◆ Given problem: Starting at the line containing "If you could tag the white flower" and ending at the end of the items, copy those lines out again with the requests included. Scale every coordinate in the point answers by 1.8 and round to whole numbers, with halves rounded up.

*** Input data ***

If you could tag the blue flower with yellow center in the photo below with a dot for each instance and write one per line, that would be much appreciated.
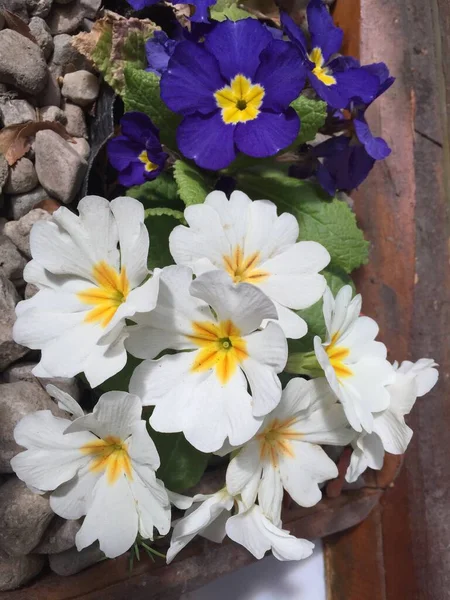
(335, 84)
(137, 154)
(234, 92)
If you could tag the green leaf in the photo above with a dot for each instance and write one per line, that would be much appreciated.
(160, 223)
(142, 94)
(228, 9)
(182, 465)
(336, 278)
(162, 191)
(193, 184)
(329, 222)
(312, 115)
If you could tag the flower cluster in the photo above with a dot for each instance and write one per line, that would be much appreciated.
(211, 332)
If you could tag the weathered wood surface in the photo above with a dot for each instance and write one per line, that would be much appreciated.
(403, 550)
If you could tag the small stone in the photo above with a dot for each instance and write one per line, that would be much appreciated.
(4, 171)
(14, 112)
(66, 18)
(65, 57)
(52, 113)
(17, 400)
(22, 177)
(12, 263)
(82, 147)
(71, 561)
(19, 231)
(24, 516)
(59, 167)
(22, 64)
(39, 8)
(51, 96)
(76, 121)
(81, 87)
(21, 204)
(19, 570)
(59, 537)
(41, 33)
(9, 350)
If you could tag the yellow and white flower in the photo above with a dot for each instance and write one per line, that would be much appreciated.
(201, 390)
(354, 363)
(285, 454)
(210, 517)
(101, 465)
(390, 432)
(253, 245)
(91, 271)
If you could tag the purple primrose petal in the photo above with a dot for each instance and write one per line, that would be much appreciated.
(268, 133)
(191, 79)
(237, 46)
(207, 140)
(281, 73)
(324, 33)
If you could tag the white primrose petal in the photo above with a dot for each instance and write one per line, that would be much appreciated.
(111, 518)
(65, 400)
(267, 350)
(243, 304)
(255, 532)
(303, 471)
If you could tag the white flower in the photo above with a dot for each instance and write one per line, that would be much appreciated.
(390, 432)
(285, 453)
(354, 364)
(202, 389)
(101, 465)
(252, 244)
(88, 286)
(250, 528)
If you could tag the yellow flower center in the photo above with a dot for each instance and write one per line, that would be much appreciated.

***

◆ Full answer:
If you could tag the white flower in the photo above with a dot for each instance and write one per line, that would be much appreciated.
(702, 778)
(513, 815)
(637, 655)
(364, 700)
(182, 837)
(454, 439)
(158, 515)
(450, 950)
If you could tag the yellow flower center in the photo above with a dot for each instance and write one per line, that would be much appreciated.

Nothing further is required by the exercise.